Text excerpt →
************

Dielectric constant in the energy density function

[RoyalCat]

The energy density function for the electric field in vacuum is
$$u=\dfrac{\epsilon_0}{2}E^2$$

And the cited textbook result for the energy density inside a dielectric is:
$$u=\dfrac{\epsilon_0 \epsilon_r}{2}E^2$$

Now, one way to reach the upper formula is to look at the energy as $$\tfrac{1}{2}\int_\text{over all space} \rho \phi dV$$ and then go through some vector identities to reach the proper representation.

Now, going through the same derivation inside a dielectric, I can't quite find where the dielectric constant comes in.
I mean, if we're dealing with the total field, E, and the total charge density, $$\rho$$, why should it differ?

I've seen one derivation where it's built ground up from the infinitesimal amount of work required to add a small amount of free charge, but that still doesn't quite click for me.

I'd really appreciate an explanation of how that dielectric constant got into the formula. :)

With thanks, Anatoli.

 

[tiny-tim]

Hi Anatoli!

… going through the same derivation inside a dielectric, I can't quite find where the dielectric constant comes in.

Using dimensional analysis …

energy = work done = force x distance = E x charge x distance

energy density = E x (charge x distance per volume)

= E x (charge per area) = E x coulombs per square metre

= E x D​

(the electric displacement field D is surface charge density, or coulombs per square metre)

So energy density is proportional to E times D (the "1/2", we have to find some other way).

Since D/E is the the dielectric constant (permittivity, "capacitivity"), ε, we have to write it either εE² or D²/ε.

************

Short exercise 1 → Rewrite the rows from the data source below, swapping "pixel coordinates" for "image coordinates" and leaving everything else the same.

Items from a data source:
************

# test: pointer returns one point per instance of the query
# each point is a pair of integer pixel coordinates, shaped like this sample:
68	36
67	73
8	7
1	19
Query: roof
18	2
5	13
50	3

************

Short exercise 2 → In the forum thread about the dielectric constant, list every expression that the line starting "energy = work done" sets equal to energy.

Task result 1 →
# test: pointer returns one point per instance of the query
# each point is a pair of integer image coordinates, shaped like this sample:
68	36
67	73
8	7
1	19
Query: roof
18	2
5	13
50	3

Task result 2 →
- work done
- force x distance
- E x charge x distance